SELECTED PASSAGE.
* Start *
But, in spite of all his obvious defects, Marius was firmly convinced that he was to be not only the preserver of Rome from the barbarians, but also the destined “saviour of society,” who was to take up the task of the Gracchi and to tear the administration of the empire from the incapable hands of the Senate. A little experience convinced him that he was not really suited for the work of a mob orator, nor for the drawing up of an elaborate political programme of reforms. But the only result of this discovery was to make him resolve to take into his pay useful persons capable of writing his speeches and drafting his bills for him. He must find tools and mouthpieces who would act as his agents in the work of revolution.
* End *
INFORMATION GIVEN.
* Start *
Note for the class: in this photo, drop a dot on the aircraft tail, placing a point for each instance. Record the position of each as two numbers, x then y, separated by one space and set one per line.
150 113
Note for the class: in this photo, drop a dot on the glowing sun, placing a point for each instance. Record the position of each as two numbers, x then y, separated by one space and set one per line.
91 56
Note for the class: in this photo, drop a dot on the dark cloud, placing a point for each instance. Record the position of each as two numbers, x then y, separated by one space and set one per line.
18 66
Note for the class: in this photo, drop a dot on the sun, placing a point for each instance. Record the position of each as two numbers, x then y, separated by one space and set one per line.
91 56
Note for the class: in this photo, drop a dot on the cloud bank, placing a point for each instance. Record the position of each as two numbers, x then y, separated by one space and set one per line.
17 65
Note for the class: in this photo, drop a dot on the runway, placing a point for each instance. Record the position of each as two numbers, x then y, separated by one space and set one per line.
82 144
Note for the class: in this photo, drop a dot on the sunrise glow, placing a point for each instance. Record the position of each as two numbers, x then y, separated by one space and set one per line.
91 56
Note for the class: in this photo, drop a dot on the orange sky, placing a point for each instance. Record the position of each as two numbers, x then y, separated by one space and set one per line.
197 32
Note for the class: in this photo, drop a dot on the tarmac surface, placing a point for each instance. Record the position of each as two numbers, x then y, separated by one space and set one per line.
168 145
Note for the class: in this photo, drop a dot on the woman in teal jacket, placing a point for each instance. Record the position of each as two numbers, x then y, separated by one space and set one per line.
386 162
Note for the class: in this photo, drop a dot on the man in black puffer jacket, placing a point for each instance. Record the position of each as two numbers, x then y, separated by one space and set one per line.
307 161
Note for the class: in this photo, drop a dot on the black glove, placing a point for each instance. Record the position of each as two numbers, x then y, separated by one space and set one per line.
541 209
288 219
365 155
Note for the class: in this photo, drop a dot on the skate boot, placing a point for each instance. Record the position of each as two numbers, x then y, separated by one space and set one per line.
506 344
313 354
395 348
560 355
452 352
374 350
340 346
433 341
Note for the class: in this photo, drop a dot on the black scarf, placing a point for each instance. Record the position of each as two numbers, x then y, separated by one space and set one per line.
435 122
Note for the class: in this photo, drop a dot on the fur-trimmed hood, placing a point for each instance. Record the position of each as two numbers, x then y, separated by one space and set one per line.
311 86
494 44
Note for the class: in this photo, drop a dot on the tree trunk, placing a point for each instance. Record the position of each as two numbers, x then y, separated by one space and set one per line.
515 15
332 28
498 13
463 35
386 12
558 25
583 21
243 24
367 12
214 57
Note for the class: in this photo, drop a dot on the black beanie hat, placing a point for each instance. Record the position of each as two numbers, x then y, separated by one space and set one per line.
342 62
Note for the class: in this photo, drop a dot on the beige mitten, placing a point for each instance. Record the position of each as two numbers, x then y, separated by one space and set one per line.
* End *
EXERCISES TO COMPLETE.
[1] Please reproduce the passage about Marius word for word, between "But, in spite" and "work of revolution.", inclusive.
[2] List each line of the records that contains the word "jacket", treating case as significant.

RESULTS OF THE EXERCISE.
[1]
But, in spite of all his obvious defects, Marius was firmly convinced that he was to be not only the preserver of Rome from the barbarians, but also the destined “saviour of society,” who was to take up the task of the Gracchi and to tear the administration of the empire from the incapable hands of the Senate. A little experience convinced him that he was not really suited for the work of a mob orator, nor for the drawing up of an elaborate political programme of reforms. But the only result of this discovery was to make him resolve to take into his pay useful persons capable of writing his speeches and drafting his bills for him. He must find tools and mouthpieces who would act as his agents in the work of revolution.

[2]
Note for the class: in this photo, drop a dot on the woman in teal jacket, placing a point for each instance. Record the position of each as two numbers, x then y, separated by one space and set one per line.
Note for the class: in this photo, drop a dot on the man in black puffer jacket, placing a point for each instance. Record the position of each as two numbers, x then y, separated by one space and set one per line.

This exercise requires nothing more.